#### 課題内容
次に示す書籍『地球異変』の紹介文を、最後の文の後から引き継いで書き進めよ。

#### 本文

■『地球異変』(ランダムハウス講談社)
朝日新聞社/編
さすが新聞社だけあって、現地に密着した鮮やかな写真ばかり。
地球が発するSOSは、文章で訴えるより、実際の生の写真を観たほうが危機感が伝わる。
本書にも記述があったが、冒頭に取り上げられているのは、写真家・星野さんがかつて暮らしたことがあるアラスカ、
まさにシシュマレフ島の危機が紹介されているほか、著書で何度も出てくる生物たち、マッキンリーの山々などが出てきてショックだった。
星野さんが危惧したとおり、さらに激変しつづけているというリポートが悲しい。
まずは、現状をしっかりと知ることからはじめよう。
【内容抜粋メモ】
「地球第三の極」と呼ばれるヒマラヤでも巨大な氷河はやせ細り、人々は危機にさらされている。
自然の摂理によって制御されてきた地球の精妙なメカニズムが、
この40年で2倍にまで膨れ上がった人口、2.5倍に増えたエネルギー消費によって、大きく崩れつつある。
国境や政体の違いを越えて、エネルギー多消費社会から脱却する道を探ることが急務。

#### データ行

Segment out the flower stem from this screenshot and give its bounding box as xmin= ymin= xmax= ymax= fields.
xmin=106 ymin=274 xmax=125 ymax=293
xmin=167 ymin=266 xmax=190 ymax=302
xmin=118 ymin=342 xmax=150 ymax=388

#### 出力結果
朝日新聞は、2003年から「地球異変」というタイトルで地球温暖化を現場から報道してきた。その集大成が本書。
*************************アラスカ
北極海に面したシシュマレフ島は、海岸の永久凍土が高波に削られ、家屋が次々と倒壊していた。
2007年、夏、北極海の海氷が観測史上もっとも小さくなった。
海に氷が浮かぶ風景は、不毛な世界を思わせるが、実は海に豊かな恵みをもたらしている。
氷の縁は、生物たちの楽園なのだ。
大規模な森林火災の跡地に広がるヤナギランの大群落
2004年、過去50年のうちで最大の270万haが森林火災で焼けた
キナイ半島では「キクイムシ被害」が深刻で、白く立ち枯れた針葉樹が広がる。
焼けて衰弱した木々は、虫害に遭いやすくなる。
落雷か人為的な失火でくすぶり続ける森林@フェアバンクス近郊
●退く氷河
コバシウミスズメ:コロンビア氷河の周りで繁殖期を過ごす。この20年間で7~8割が減った。
北極海の油田からアラスカを縦断する石油パイプライン(約1300km
カリブーの季節移動のルートにも重なる。
土台を失い倒壊した家屋@シシュマレフ島
住民が村ごと本土に移住する計画もある。
極域の自然は脆く、壊れやすいため、地球環境の変化を映す「センサー」と呼ばれる。
*************************シベリア
油田掘削プラント建設のためにつくった道路はツンドラを傷つけている。
昔から放牧をしてきた少数民族ネネツたちに土地の所有権はない。
そこに、開発許可をもらった石油会社が入り、次々とプラントを作り、
化学物質が湿地の水を汚染し、それを飲むトナカイが内臓の病気で死んでゆく。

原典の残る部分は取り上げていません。